_AIM OF THE TASK_:
A faithful copy of all the data below, please; leave no line out.

_Referring expression grounding data_:
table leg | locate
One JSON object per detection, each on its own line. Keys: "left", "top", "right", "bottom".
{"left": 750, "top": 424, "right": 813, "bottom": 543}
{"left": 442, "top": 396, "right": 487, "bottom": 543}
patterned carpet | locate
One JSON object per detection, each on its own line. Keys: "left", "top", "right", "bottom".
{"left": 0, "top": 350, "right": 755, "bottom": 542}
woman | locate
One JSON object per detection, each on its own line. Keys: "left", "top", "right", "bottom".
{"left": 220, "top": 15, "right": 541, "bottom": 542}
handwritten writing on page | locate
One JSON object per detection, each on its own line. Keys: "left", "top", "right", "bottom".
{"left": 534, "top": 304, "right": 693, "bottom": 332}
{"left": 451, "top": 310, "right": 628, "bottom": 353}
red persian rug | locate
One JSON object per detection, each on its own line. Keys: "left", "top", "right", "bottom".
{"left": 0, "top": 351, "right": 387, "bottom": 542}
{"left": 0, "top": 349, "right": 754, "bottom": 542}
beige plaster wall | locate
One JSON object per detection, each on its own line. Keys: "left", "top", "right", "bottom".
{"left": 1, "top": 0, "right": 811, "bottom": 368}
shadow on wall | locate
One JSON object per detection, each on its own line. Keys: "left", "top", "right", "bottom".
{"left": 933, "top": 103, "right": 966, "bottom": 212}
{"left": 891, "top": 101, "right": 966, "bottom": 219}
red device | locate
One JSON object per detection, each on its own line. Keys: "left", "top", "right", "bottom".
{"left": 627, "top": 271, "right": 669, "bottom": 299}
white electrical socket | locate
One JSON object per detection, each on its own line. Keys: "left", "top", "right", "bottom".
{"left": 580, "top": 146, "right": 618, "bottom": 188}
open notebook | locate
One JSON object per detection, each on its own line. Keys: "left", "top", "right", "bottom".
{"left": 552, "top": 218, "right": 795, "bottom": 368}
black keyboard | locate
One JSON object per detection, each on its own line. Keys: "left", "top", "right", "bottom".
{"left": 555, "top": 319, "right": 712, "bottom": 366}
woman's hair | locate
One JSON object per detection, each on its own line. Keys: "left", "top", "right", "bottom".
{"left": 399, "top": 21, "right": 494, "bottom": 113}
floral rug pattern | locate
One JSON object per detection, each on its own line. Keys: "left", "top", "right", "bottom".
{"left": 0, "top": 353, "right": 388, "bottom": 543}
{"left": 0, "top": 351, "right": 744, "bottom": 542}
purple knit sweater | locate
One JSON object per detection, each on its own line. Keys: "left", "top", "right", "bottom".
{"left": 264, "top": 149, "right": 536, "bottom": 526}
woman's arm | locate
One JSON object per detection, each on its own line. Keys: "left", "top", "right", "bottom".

_THE ANSWER_:
table leg | locate
One JSON object per detection, each on its own line. Keys: "left", "top", "right", "bottom".
{"left": 750, "top": 424, "right": 813, "bottom": 543}
{"left": 442, "top": 396, "right": 487, "bottom": 543}
patterned carpet | locate
One JSON object per detection, each on its own line. Keys: "left", "top", "right", "bottom".
{"left": 0, "top": 350, "right": 755, "bottom": 542}
woman | locate
One JSON object per detection, each on its own line. Keys: "left", "top", "right", "bottom".
{"left": 220, "top": 15, "right": 541, "bottom": 542}
handwritten writing on page | locate
One JSON object per detection, each on its own line. Keys: "left", "top", "right", "bottom".
{"left": 534, "top": 304, "right": 693, "bottom": 332}
{"left": 451, "top": 310, "right": 628, "bottom": 353}
red persian rug | locate
One JSON object per detection, each on its own line. Keys: "left", "top", "right", "bottom".
{"left": 0, "top": 351, "right": 387, "bottom": 542}
{"left": 0, "top": 349, "right": 754, "bottom": 542}
beige plaster wall | locate
One JSON object per detection, each on its own line. Keys: "left", "top", "right", "bottom".
{"left": 1, "top": 0, "right": 811, "bottom": 368}
shadow on wall | locate
One JSON object per detection, each on its own line. Keys: "left", "top", "right", "bottom".
{"left": 933, "top": 103, "right": 966, "bottom": 212}
{"left": 891, "top": 101, "right": 966, "bottom": 219}
red device | locate
One JSON object per detection, each on its own line. Keys: "left", "top", "right", "bottom".
{"left": 627, "top": 271, "right": 669, "bottom": 299}
white electrical socket | locate
One JSON object per detection, each on its own line. Keys: "left", "top", "right", "bottom".
{"left": 580, "top": 146, "right": 618, "bottom": 188}
open notebook | locate
One JSON object per detection, each on its own line. Keys: "left", "top", "right", "bottom".
{"left": 552, "top": 218, "right": 795, "bottom": 368}
black keyboard | locate
One JSON object per detection, each on its own line. Keys: "left", "top", "right", "bottom".
{"left": 555, "top": 319, "right": 712, "bottom": 366}
woman's hair | locate
One JSON object per detection, each on its own line. Keys: "left", "top", "right", "bottom".
{"left": 399, "top": 21, "right": 494, "bottom": 113}
floral rug pattern | locate
One JSON object per detection, each on its own line. Keys: "left", "top", "right", "bottom".
{"left": 0, "top": 353, "right": 388, "bottom": 543}
{"left": 0, "top": 351, "right": 744, "bottom": 542}
purple knit sweater | locate
One JSON object per detection, each on its own line. Keys: "left", "top", "right", "bottom".
{"left": 264, "top": 149, "right": 536, "bottom": 526}
woman's arm | locate
One JSON object per detection, each on its own line. Keys: "left", "top", "right", "bottom".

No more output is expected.